Passage to read =>
************
|Indoor Bike Park replaces long vacant bowling alley
SPECIAL TO THE MID-COUNTY MEMO
The Lumberyard, an indoor bicycle park modeled after two successful parks in the mid-west, opened last month in the old bowling alley across the street from Madison High School. The Lumberyard includes 60,000 square feet of rideable space, geared toward BMX and mountain bike riders of all ages and abilities.
The building will also house a café, bar, and community meeting space.
Paul Mooring, president of the nearby Roseway Neighborhood Association, is optimistic about the new development. I think it's a great idea. That part of 82nd between the high school and Fremont is blighted. We're excited about the fact that it's not another liquor store or strip club, he said.
A few months ago, Dave Smith, chair of the Madison South Neighborhood Association, stopped by to help with demolition work on the Lumberyard and got to know some of the folks involved.
From the people I met while pulling nails, they seem to be a pretty decent group of professionals, Smith said. In my estimation, it's a positive move. They are not invading the neighborhood; they are becoming part of the community. We could do a lot worse.
Lumberyard founders Will Heiberg and Michael Whitesel are both long-time cyclists who sit on the board of the Northwest Trail Alliance, a local group dedicated to building and maintaining off-road biking trails. They recognized a niche begging to be filled.
Working with promoter Matthew Mangus of mangai.rollin, Heiberg and Whitesel searched for a suitable space for the bike park for over a year. At first, they rejected the vacant AMF bowling alley as too small, but after discovering how difficult it is to obtain commercial use for properties with industrial zoning in Portland, they settled on the 82nd Avenue location.
We chose it because everything else was going to be a fight. In addition, folks on the east coast are eager to build here. We wanted to beat them to the punch, said Mangus.
The partners quickly grew to see the benefits of the area, including its proximity to downtown and MAX lines for local riders, as well as easy access to the airport and I-5 for out-of-town visitors.
************
Problem set =>
A - According to the article on the indoor bike park, how much rideable space does the Lumberyard include?
B - Reproduce the part of the article on the indoor bike park between "The building will" and "club, he said.", inclusive.
Use only the article on the indoor bike park as your source.

Data for grounding objects from natural language:
************
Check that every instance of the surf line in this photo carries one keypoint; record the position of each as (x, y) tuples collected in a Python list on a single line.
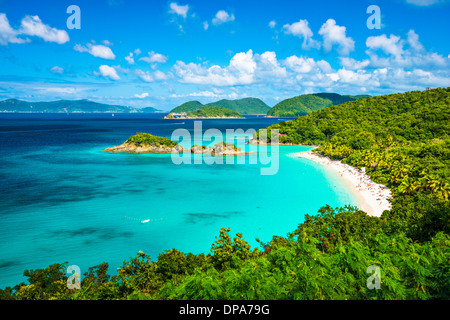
[(143, 221)]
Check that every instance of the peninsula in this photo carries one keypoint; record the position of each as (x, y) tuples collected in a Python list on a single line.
[(148, 143), (206, 112)]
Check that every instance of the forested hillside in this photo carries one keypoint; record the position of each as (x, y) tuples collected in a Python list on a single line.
[(403, 141), (304, 104)]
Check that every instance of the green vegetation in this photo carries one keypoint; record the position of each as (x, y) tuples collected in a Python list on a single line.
[(241, 106), (403, 142), (67, 106), (214, 112), (304, 104), (326, 257), (401, 139), (147, 139), (298, 106)]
************
Expected results =>
A - 60,000 square feet

B -
The building will also house a café, bar, and community meeting space.
Paul Mooring, president of the nearby Roseway Neighborhood Association, is optimistic about the new development. I think it's a great idea. That part of 82nd between the high school and Fremont is blighted. We're excited about the fact that it's not another liquor store or strip club, he said.